### Request
Output the line containing "target | tall stone stack" and all subsequent lines of the listing below, copied exactly, with no other lines.

### Material for this task
# # # # # # #

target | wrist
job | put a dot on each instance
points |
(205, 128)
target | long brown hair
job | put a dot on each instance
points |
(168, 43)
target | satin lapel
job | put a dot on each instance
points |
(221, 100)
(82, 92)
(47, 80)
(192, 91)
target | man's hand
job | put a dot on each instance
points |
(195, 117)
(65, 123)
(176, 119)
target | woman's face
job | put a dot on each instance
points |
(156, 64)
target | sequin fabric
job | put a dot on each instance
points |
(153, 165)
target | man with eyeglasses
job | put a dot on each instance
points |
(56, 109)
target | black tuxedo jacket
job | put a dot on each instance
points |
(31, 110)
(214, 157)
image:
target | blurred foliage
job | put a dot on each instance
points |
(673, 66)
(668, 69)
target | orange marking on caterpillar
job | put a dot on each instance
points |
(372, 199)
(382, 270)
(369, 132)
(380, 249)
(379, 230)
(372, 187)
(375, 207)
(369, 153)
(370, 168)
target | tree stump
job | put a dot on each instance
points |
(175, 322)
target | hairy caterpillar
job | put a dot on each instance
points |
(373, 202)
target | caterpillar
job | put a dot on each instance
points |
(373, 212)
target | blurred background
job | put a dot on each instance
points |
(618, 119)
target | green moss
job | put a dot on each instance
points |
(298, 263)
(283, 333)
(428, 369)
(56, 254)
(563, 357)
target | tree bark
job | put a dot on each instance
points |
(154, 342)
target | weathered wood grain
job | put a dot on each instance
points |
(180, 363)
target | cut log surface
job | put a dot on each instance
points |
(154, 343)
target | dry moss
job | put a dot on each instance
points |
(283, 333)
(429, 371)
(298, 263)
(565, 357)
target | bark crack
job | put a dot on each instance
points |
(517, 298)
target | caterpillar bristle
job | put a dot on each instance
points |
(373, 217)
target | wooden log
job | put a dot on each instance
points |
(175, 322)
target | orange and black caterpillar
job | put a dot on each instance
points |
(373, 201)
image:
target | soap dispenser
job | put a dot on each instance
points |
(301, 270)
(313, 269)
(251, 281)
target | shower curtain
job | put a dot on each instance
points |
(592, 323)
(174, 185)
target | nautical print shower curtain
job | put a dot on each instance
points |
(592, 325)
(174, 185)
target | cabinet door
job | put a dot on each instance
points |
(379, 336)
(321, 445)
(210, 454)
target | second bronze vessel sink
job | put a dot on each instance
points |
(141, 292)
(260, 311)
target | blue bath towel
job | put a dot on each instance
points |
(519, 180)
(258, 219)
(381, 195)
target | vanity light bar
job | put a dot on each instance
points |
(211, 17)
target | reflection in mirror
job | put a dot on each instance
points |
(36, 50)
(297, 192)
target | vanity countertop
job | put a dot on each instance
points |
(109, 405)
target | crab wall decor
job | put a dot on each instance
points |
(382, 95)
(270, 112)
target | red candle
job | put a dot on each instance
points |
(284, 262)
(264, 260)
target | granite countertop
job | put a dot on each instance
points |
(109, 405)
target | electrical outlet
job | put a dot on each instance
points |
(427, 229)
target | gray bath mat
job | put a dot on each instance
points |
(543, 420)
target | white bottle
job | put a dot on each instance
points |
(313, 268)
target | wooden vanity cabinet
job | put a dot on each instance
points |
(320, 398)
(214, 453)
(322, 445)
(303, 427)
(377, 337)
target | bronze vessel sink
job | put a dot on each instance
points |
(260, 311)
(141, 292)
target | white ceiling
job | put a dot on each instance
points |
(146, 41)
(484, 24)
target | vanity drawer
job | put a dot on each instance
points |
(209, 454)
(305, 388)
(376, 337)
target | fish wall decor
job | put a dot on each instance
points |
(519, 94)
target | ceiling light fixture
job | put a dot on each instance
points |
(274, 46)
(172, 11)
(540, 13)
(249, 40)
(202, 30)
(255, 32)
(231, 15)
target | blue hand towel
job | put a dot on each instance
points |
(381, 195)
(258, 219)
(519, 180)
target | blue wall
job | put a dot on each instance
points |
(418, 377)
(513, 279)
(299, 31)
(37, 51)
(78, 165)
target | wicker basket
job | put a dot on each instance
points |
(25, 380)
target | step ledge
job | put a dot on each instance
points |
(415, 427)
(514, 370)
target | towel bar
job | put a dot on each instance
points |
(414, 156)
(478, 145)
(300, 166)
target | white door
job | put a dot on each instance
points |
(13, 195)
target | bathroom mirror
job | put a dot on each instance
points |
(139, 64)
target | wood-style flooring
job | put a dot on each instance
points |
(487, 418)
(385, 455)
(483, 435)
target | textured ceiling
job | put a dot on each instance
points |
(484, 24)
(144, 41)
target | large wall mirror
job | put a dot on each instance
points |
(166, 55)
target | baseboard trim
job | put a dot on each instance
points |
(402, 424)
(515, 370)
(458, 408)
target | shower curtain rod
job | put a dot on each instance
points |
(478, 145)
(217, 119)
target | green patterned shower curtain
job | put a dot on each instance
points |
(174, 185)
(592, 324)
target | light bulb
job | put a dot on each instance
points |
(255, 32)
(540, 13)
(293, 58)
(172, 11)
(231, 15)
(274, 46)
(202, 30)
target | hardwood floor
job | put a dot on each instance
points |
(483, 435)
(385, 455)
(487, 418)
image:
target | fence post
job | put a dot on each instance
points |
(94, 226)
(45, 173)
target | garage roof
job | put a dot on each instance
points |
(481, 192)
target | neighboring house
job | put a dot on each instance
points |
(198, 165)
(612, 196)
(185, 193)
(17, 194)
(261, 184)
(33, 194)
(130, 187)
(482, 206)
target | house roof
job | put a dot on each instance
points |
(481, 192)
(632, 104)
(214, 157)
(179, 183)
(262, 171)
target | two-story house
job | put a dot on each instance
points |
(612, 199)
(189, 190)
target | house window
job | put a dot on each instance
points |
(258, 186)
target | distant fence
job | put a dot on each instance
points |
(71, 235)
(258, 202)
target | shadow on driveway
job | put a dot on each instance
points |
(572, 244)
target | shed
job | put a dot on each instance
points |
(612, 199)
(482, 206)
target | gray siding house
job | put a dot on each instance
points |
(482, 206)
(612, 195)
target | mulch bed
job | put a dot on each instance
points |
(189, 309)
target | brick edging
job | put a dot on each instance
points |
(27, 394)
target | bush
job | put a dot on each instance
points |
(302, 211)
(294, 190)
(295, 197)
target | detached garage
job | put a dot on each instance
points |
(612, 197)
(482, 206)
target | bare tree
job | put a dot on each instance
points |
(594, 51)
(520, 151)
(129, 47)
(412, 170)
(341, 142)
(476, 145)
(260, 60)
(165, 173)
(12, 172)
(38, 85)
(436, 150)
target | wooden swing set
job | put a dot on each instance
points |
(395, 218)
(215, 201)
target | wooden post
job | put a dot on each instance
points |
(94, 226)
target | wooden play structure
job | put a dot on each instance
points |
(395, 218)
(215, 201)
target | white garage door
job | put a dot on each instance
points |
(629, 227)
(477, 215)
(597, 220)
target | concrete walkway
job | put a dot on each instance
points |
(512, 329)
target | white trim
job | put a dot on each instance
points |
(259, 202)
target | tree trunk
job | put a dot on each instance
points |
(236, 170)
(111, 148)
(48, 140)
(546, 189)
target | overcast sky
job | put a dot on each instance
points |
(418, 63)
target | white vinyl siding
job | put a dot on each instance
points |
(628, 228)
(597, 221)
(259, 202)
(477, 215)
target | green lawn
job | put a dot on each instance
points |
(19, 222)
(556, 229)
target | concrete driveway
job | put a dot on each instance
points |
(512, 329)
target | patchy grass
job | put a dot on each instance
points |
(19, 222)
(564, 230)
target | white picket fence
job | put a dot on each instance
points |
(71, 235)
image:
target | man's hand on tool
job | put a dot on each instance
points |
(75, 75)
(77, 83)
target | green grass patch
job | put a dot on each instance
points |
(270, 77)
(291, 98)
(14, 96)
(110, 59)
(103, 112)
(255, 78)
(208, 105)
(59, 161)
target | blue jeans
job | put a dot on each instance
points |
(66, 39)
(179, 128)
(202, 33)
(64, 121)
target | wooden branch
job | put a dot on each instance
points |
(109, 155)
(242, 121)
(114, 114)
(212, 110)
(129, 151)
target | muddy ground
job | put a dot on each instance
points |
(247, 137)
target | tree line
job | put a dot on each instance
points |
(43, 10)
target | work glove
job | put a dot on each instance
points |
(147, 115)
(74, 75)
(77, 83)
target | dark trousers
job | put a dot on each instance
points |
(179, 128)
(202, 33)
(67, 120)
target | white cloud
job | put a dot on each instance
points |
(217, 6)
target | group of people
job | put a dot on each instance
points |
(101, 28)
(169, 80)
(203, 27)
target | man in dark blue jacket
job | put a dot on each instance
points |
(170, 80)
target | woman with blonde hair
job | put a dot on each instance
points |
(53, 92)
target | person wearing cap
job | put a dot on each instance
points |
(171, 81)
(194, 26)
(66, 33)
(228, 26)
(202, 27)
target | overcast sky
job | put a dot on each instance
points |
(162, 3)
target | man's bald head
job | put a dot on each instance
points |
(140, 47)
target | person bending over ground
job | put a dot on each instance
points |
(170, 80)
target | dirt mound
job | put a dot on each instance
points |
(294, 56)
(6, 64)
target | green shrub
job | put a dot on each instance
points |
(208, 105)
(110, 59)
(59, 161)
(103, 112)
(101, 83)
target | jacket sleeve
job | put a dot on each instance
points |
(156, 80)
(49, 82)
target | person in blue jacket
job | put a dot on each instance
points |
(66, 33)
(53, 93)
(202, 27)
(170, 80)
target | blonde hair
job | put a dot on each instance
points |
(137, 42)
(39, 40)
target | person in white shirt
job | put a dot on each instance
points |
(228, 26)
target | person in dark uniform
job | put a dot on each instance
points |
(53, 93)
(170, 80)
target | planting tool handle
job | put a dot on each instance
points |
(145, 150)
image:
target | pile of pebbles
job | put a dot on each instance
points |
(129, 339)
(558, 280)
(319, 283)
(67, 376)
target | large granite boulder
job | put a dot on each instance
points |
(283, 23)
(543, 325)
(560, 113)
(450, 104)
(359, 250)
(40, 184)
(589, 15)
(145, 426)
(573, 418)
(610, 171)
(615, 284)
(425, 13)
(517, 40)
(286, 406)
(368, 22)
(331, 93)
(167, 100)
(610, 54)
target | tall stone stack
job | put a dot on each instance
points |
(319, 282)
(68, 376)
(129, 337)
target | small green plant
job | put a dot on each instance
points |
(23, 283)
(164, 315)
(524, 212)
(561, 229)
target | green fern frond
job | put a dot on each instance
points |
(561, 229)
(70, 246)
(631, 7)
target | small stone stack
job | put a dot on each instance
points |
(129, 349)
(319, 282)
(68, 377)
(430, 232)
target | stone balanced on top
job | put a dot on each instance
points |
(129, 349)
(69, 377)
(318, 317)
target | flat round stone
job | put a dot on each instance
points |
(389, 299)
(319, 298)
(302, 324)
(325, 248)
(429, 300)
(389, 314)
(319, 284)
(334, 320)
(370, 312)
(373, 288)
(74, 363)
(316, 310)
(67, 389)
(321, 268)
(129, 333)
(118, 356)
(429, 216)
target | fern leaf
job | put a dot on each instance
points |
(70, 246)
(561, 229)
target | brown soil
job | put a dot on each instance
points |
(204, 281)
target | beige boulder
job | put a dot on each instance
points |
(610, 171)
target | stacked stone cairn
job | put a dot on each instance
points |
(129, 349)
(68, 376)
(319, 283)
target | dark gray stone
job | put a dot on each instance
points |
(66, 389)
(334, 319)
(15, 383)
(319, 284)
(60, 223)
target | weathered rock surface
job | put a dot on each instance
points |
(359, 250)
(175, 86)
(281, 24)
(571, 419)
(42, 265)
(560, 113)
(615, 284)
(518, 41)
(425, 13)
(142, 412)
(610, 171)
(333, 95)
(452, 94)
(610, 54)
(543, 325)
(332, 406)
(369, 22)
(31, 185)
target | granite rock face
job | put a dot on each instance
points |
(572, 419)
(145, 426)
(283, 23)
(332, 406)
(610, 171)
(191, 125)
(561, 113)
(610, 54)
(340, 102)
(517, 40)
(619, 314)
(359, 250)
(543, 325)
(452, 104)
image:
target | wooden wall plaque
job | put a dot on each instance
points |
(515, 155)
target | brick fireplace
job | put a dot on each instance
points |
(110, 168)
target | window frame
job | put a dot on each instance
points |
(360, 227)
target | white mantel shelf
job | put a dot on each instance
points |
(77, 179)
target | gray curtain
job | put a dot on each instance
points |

# # # # # # #

### Result of this exercise
target | tall stone stack
job | put a dot on each instance
points |
(319, 282)
(68, 376)
(129, 337)
target | small green plant
job | put a dot on each instance
points |
(23, 283)
(164, 315)
(524, 212)
(561, 229)
target | green fern frond
job | put a dot on each instance
points |
(561, 229)
(70, 246)
(631, 7)
target | small stone stack
job | put a dot on each instance
points |
(129, 349)
(319, 282)
(68, 377)
(430, 232)
target | stone balanced on top
job | put a dot on each instance
points |
(129, 349)
(69, 377)
(318, 317)
target | flat round stone
job | put a dot on each instance
points |
(389, 299)
(319, 298)
(302, 324)
(325, 248)
(429, 300)
(389, 314)
(319, 284)
(334, 320)
(370, 312)
(373, 288)
(74, 363)
(316, 310)
(67, 389)
(321, 268)
(129, 333)
(118, 356)
(429, 216)
target | fern leaf
job | put a dot on each instance
points |
(70, 246)
(561, 229)
target | brown soil
job | put a dot on each instance
points |
(204, 281)
target | beige boulder
job | put a dot on each instance
points |
(610, 171)
target | stacked stone cairn
job | put a dot on each instance
points |
(129, 349)
(68, 376)
(319, 283)
target | dark gray stone
job | put a dot on each instance
points |
(66, 389)
(334, 319)
(15, 383)
(319, 284)
(60, 223)
target | weathered rock surface
job | put a dot on each instance
points |
(359, 250)
(175, 86)
(281, 24)
(571, 419)
(42, 265)
(560, 113)
(615, 284)
(518, 41)
(425, 13)
(142, 412)
(610, 171)
(333, 95)
(452, 94)
(610, 54)
(543, 325)
(332, 406)
(369, 22)
(31, 185)
target | granite rock face
job | put a dot on each instance
points |
(572, 419)
(145, 426)
(283, 23)
(332, 406)
(610, 171)
(191, 125)
(561, 113)
(610, 54)
(340, 102)
(517, 40)
(619, 314)
(359, 250)
(543, 325)
(452, 104)
image:
target | wooden wall plaque
job | put a dot on each instance
points |
(515, 155)
target | brick fireplace
job | put a dot on each instance
points |
(110, 168)
target | window frame
job | put a dot on each instance
points |
(360, 227)
target | white mantel shelf
job | put a dot on each instance
points |
(77, 179)
target | gray curtain
job | put a dot on each instance
points |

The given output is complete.